:: Assigned task ::
Reproduce, exactly as they appear, the line containing "TARGET: seated man on stool" and every line after it, ending with the last line of the records.

Natural language region descriptions:
#####
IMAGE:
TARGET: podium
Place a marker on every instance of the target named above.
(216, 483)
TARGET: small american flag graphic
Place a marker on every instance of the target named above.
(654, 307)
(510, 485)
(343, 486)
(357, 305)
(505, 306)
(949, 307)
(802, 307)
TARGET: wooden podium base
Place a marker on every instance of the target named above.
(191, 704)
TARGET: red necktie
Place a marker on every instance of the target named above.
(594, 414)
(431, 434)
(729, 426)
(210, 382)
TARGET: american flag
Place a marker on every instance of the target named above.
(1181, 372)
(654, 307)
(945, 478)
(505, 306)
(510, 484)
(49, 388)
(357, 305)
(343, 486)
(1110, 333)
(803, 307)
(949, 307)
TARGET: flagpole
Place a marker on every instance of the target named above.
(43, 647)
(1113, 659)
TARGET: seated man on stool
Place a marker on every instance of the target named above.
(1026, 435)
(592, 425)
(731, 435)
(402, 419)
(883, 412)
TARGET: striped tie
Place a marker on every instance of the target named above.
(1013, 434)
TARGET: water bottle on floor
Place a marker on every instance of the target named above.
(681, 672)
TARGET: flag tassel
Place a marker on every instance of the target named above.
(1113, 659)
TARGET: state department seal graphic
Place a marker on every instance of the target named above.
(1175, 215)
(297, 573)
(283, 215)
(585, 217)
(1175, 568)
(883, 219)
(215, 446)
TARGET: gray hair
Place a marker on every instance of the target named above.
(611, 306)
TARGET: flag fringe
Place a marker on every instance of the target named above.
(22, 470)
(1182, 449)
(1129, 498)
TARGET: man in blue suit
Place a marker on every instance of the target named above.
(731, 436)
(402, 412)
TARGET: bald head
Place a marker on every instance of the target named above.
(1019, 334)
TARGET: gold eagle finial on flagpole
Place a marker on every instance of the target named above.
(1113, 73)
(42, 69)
#####
:: Response to this task ::
TARGET: seated man on stool
Place a marker on every instance of the target named above.
(1026, 435)
(592, 425)
(731, 435)
(402, 419)
(883, 412)
TARGET: striped tie
Place a marker on every instance of the target named above.
(1013, 434)
TARGET: water bottle on floor
Place a marker on every instance of the target named above.
(681, 672)
TARGET: flag tassel
Place a marker on every instance of the target named above.
(1113, 659)
TARGET: state department seal graphic
Place a marker on every instance of the target named above.
(1175, 215)
(297, 573)
(283, 215)
(585, 217)
(1175, 568)
(883, 219)
(215, 446)
TARGET: gray hair
Place a marker on every instance of the target named above.
(611, 306)
TARGET: flag fringe
Place a marker on every instance of the target named above.
(22, 470)
(1182, 449)
(1129, 498)
TARGET: man in blue suit
Place a marker on every instance of the target named above.
(731, 436)
(402, 412)
TARGET: bald head
Place a marker on every instance of the target named above.
(1019, 334)
TARGET: gold eagle finial on flagpole
Place a marker on every instance of the target named above.
(1113, 73)
(42, 69)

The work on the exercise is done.